Items from a dataset
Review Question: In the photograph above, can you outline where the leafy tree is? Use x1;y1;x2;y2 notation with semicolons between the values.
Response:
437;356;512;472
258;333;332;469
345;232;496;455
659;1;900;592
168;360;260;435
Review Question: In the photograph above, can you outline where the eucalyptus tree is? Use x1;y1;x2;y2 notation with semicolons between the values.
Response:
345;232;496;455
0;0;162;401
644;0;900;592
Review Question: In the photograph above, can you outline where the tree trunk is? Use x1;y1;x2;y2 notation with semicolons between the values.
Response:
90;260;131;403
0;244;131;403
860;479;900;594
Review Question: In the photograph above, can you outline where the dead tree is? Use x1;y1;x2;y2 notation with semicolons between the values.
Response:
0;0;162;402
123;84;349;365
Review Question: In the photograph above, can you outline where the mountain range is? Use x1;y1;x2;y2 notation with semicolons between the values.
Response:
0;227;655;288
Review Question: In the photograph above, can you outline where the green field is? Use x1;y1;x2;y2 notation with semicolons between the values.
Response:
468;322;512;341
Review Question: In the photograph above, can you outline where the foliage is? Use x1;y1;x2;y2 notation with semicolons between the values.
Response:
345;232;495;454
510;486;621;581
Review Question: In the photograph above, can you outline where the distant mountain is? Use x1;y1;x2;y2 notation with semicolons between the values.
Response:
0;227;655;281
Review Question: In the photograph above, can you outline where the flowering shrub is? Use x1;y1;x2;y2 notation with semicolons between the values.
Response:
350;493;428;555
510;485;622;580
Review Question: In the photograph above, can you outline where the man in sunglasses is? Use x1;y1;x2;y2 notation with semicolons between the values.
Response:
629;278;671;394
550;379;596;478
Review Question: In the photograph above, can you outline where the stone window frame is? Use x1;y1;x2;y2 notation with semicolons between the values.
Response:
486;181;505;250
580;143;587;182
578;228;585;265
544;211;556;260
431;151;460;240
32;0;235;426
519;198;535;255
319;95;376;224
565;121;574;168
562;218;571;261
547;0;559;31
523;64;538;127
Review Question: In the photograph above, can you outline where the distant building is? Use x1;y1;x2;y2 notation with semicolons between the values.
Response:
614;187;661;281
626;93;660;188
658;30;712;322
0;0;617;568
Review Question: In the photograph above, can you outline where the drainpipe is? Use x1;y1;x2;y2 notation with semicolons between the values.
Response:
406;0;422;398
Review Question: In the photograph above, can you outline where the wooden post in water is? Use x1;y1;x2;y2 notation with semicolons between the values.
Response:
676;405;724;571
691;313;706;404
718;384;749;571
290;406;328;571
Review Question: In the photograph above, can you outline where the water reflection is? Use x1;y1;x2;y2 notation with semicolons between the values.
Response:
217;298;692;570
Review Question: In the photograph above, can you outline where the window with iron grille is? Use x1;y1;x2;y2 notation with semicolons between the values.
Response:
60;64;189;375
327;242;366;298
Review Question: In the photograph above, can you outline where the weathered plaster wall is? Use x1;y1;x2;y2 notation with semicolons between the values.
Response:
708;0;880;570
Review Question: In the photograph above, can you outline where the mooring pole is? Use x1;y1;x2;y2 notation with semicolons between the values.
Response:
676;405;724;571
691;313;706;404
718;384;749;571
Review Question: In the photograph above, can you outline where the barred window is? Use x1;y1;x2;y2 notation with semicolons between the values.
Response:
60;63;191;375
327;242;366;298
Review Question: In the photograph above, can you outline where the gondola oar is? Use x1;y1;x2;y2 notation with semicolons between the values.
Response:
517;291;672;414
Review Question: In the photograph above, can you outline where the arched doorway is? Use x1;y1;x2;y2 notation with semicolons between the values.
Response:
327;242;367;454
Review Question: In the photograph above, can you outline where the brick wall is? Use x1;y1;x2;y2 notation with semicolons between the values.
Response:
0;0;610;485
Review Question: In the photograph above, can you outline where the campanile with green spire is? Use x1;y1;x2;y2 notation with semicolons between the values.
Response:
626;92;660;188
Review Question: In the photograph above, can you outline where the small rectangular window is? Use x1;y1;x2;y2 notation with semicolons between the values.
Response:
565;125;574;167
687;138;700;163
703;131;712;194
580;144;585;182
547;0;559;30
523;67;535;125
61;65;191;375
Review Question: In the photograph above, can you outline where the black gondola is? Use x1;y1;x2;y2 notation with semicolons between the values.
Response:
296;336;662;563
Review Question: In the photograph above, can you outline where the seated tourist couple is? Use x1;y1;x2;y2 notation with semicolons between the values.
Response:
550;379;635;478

▶ Aim:
Copy every one of the items above word for word, with no changes.

▶ Solution for this problem:
Review Question: In the photograph above, can you outline where the leafy tree is? Use x1;y1;x2;y2 notation with semicolons between the values.
Response:
437;356;512;472
258;333;332;469
345;232;496;455
659;1;900;592
168;360;260;435
Review Question: In the photograph above, can you outline where the eucalyptus tree is? Use x1;y1;x2;y2 notation with semicolons between the values.
Response:
345;232;496;455
0;0;162;401
644;0;900;592
Review Question: In the photograph above, can you outline where the tree trunk is? Use x1;y1;x2;y2 notation with semicolons between the values.
Response:
90;260;131;403
0;244;131;403
860;479;900;594
Review Question: In the photograph above, can you outline where the dead tree is? Use x1;y1;x2;y2 notation with semicolons between the values.
Response:
0;0;162;402
123;84;349;365
Review Question: In the photograph above, can you outline where the mountain range is? Use x1;y1;x2;y2 notation with semicolons between the values.
Response:
0;227;655;288
Review Question: In the photograph above, can you outline where the green field is? Use x1;y1;x2;y2 notation with semicolons between the values.
Response:
468;322;512;341
Review Question: In the photograph above, can you outline where the foliage is? Use x1;y1;x2;y2 notation with semicolons between the values.
Response:
345;232;495;454
510;486;621;581
Review Question: In the photograph above, can you outline where the distant mountain is? Use x1;y1;x2;y2 notation with semicolons between the values.
Response:
0;227;655;281
Review Question: In the photograph above, can you outline where the flowering shrub is? Use x1;y1;x2;y2 notation with semicolons between the values.
Response:
350;493;428;555
510;485;622;580
Review Question: In the photograph above, can you outline where the man in sunglasses is? Use x1;y1;x2;y2 notation with semicolons between the values.
Response:
629;278;671;394
550;379;596;478
Review Question: In the photograph above, can you outline where the stone window frame is? Use x1;y1;x2;y2 notation with semicolons between the values.
Response:
486;181;505;250
580;143;587;182
578;228;585;265
544;211;556;260
431;151;460;240
32;0;235;426
519;198;535;255
319;95;376;224
565;121;574;168
562;218;571;261
547;0;559;31
523;64;538;127
Review Question: In the photograph above, can you outline where the distant building is? Use x1;y1;x2;y2 notation with semicolons between the values.
Response:
614;187;661;281
626;93;660;188
658;30;712;322
0;0;617;568
Review Question: In the photograph above, can you outline where the drainpipe is? Use x1;y1;x2;y2 notation with semicolons between the values.
Response:
406;0;422;398
Review Question: In the photograph above, can you outline where the wooden post in water is? Use x1;y1;x2;y2 notation with semicolons between the values.
Response:
676;405;724;571
691;313;706;404
718;384;749;571
290;406;328;571
Review Question: In the photograph above, can you outline where the water reflection is? Use x1;y1;x2;y2 notation with semicolons between the values.
Response:
217;298;692;570
Review Question: In the photograph above, can you outline where the window with iron grille is? Use x1;y1;x2;y2 notation with semicolons between the values.
Response:
60;64;189;375
327;242;366;298
Review Question: In the photograph above, can you outline where the weathered plaster wall is? Use x1;y1;x2;y2 notation with semicolons between the values.
Response:
708;0;880;570
Review Question: In the photograph above, can you outline where the mooring pole is? Use x1;y1;x2;y2 notation with semicolons between the values.
Response:
676;405;724;571
691;313;706;404
718;384;749;571
Review Question: In the photograph above, can you outline where the barred window is? Use x1;y1;x2;y2 notation with semicolons between the values.
Response:
60;63;191;375
327;242;366;298
Review Question: In the photograph above, can you outline where the gondola oar is? Use x1;y1;x2;y2 notation with semicolons between the values.
Response:
517;291;672;414
Review Question: In the photograph above, can you outline where the arched doorway is? Use x1;y1;x2;y2 notation with semicolons between the values.
Response:
327;242;367;454
Review Question: In the photograph above, can you outline where the brick wall is? Use x1;y1;x2;y2 notation with semicolons between the values.
Response:
0;0;610;485
Review Question: In the photograph above, can you outline where the campanile with green spire is? Use x1;y1;x2;y2 notation with semicolons between the values.
Response:
626;92;660;188
Review Question: In the photograph above, can you outline where the small rectangular window is? Use x1;y1;x2;y2 notation with semicolons between the values.
Response:
565;125;574;167
687;138;700;163
703;131;712;194
580;144;585;182
547;0;559;30
523;67;535;125
61;65;191;375
Review Question: In the photograph above, can you outline where the black gondola is? Use x1;y1;x2;y2 notation with semicolons between the values.
Response:
296;336;662;563
Review Question: In the photograph above, can you outline where the seated tourist couple is? Use x1;y1;x2;y2 notation with semicolons between the values.
Response:
550;379;635;478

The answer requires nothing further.